Copy the entries below exactly, but only from the line containing "Objective — for the wooden shelf" through the final line.

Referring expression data
↓

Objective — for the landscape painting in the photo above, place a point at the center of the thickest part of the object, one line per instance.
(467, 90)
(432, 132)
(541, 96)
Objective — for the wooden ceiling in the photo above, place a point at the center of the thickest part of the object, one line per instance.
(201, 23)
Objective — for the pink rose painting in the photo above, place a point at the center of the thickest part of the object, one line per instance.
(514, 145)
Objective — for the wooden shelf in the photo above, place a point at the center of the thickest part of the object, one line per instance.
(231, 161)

↑

RESULT FOR THIS EXERCISE -
Objective — for the wooden shelf in the photo above, place a point at the center of the thickest part of the object, one line per instance.
(231, 161)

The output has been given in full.